> _Do this_:
Convert every line of the records below into a Markdown table with the columns Row and Line. Number each row and omit blank lines.

===== Material for the task

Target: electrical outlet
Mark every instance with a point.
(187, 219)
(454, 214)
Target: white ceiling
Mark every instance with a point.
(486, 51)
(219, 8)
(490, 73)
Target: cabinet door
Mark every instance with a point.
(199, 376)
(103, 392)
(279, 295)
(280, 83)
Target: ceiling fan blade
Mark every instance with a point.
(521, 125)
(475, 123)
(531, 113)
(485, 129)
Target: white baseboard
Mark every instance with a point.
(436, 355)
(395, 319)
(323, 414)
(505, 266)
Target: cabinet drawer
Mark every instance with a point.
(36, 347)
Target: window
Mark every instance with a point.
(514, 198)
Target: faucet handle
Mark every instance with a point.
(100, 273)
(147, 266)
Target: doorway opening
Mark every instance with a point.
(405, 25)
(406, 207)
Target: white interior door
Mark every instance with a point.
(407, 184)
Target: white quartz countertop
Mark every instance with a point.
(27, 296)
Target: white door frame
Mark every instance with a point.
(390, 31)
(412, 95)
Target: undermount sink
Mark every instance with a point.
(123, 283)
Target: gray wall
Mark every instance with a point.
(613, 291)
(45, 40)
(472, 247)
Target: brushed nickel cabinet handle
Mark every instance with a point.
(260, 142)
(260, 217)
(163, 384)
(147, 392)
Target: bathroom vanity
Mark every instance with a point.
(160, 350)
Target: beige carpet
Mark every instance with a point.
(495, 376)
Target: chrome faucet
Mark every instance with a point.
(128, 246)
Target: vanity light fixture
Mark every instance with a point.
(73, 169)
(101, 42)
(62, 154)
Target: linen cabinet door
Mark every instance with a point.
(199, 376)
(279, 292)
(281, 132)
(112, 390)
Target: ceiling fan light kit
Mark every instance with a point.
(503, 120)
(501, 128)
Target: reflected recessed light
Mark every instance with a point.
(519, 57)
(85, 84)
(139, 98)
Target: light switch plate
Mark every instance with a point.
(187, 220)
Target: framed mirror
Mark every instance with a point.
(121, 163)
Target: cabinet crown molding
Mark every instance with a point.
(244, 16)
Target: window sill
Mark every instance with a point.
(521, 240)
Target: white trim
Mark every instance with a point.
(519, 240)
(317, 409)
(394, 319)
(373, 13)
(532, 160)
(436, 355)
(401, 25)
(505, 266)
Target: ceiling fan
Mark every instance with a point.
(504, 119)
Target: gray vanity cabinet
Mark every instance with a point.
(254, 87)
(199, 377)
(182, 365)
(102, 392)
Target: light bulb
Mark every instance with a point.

==========

> _Expected answer_:
| Row | Line |
|---|---|
| 1 | Target: electrical outlet |
| 2 | Mark every instance with a point. |
| 3 | (187, 219) |
| 4 | (454, 214) |
| 5 | Target: white ceiling |
| 6 | Mark every instance with a point. |
| 7 | (486, 51) |
| 8 | (219, 8) |
| 9 | (490, 73) |
| 10 | Target: cabinet door |
| 11 | Mark every instance with a point. |
| 12 | (199, 376) |
| 13 | (103, 392) |
| 14 | (279, 295) |
| 15 | (280, 83) |
| 16 | Target: ceiling fan blade |
| 17 | Mark every instance with a point. |
| 18 | (521, 125) |
| 19 | (475, 123) |
| 20 | (531, 113) |
| 21 | (485, 129) |
| 22 | Target: white baseboard |
| 23 | Mark every instance with a point. |
| 24 | (436, 355) |
| 25 | (395, 319) |
| 26 | (323, 414) |
| 27 | (505, 266) |
| 28 | Target: cabinet drawer |
| 29 | Mark every instance with a point. |
| 30 | (36, 347) |
| 31 | Target: window |
| 32 | Mark every instance with a point. |
| 33 | (514, 198) |
| 34 | Target: faucet handle |
| 35 | Mark every instance with a point. |
| 36 | (100, 273) |
| 37 | (147, 266) |
| 38 | Target: doorway opening |
| 39 | Mark every instance with a point. |
| 40 | (405, 25) |
| 41 | (406, 207) |
| 42 | Target: white interior door |
| 43 | Mark every instance with a point. |
| 44 | (407, 184) |
| 45 | Target: white quartz countertop |
| 46 | Mark every instance with a point. |
| 47 | (27, 296) |
| 48 | Target: white door frame |
| 49 | Mark every instance with a point. |
| 50 | (390, 31) |
| 51 | (412, 95) |
| 52 | Target: undermount sink |
| 53 | Mark every instance with a point. |
| 54 | (123, 283) |
| 55 | Target: gray wall |
| 56 | Mark every instance with a point. |
| 57 | (613, 291) |
| 58 | (45, 40) |
| 59 | (472, 247) |
| 60 | Target: brushed nickel cabinet handle |
| 61 | Mark every instance with a point. |
| 62 | (260, 142) |
| 63 | (260, 217) |
| 64 | (163, 384) |
| 65 | (147, 392) |
| 66 | Target: bathroom vanity |
| 67 | Mark every instance with a point. |
| 68 | (160, 350) |
| 69 | Target: beige carpet |
| 70 | Mark every instance with a point. |
| 71 | (495, 376) |
| 72 | Target: chrome faucet |
| 73 | Mark every instance with a point. |
| 74 | (128, 246) |
| 75 | Target: vanity light fixture |
| 76 | Mark every instance with a point. |
| 77 | (73, 169) |
| 78 | (101, 42) |
| 79 | (62, 154) |
| 80 | Target: linen cabinet door |
| 81 | Mark every instance with a point. |
| 82 | (199, 376) |
| 83 | (279, 292) |
| 84 | (281, 132) |
| 85 | (112, 390) |
| 86 | Target: ceiling fan light kit |
| 87 | Mark every instance with a point. |
| 88 | (503, 120) |
| 89 | (501, 128) |
| 90 | Target: reflected recessed light |
| 91 | Mark every instance with a point. |
| 92 | (519, 57) |
| 93 | (85, 84) |
| 94 | (139, 98) |
| 95 | Target: light switch plate |
| 96 | Mark every instance with a point. |
| 97 | (187, 220) |
| 98 | Target: framed mirror |
| 99 | Mark every instance with a point. |
| 100 | (121, 163) |
| 101 | Target: cabinet crown molding |
| 102 | Mark every instance with a point. |
| 103 | (244, 16) |
| 104 | Target: window sill |
| 105 | Mark every instance with a point. |
| 106 | (521, 240) |
| 107 | Target: white trim |
| 108 | Mark every instance with a point. |
| 109 | (519, 240) |
| 110 | (317, 409) |
| 111 | (394, 319) |
| 112 | (373, 13) |
| 113 | (532, 160) |
| 114 | (436, 355) |
| 115 | (401, 25) |
| 116 | (505, 266) |
| 117 | Target: ceiling fan |
| 118 | Mark every instance with a point. |
| 119 | (504, 119) |
| 120 | Target: gray vanity cabinet |
| 121 | Mark every instance with a point. |
| 122 | (254, 87) |
| 123 | (199, 377) |
| 124 | (182, 365) |
| 125 | (102, 392) |
| 126 | Target: light bulb |
| 127 | Mark every instance with a point. |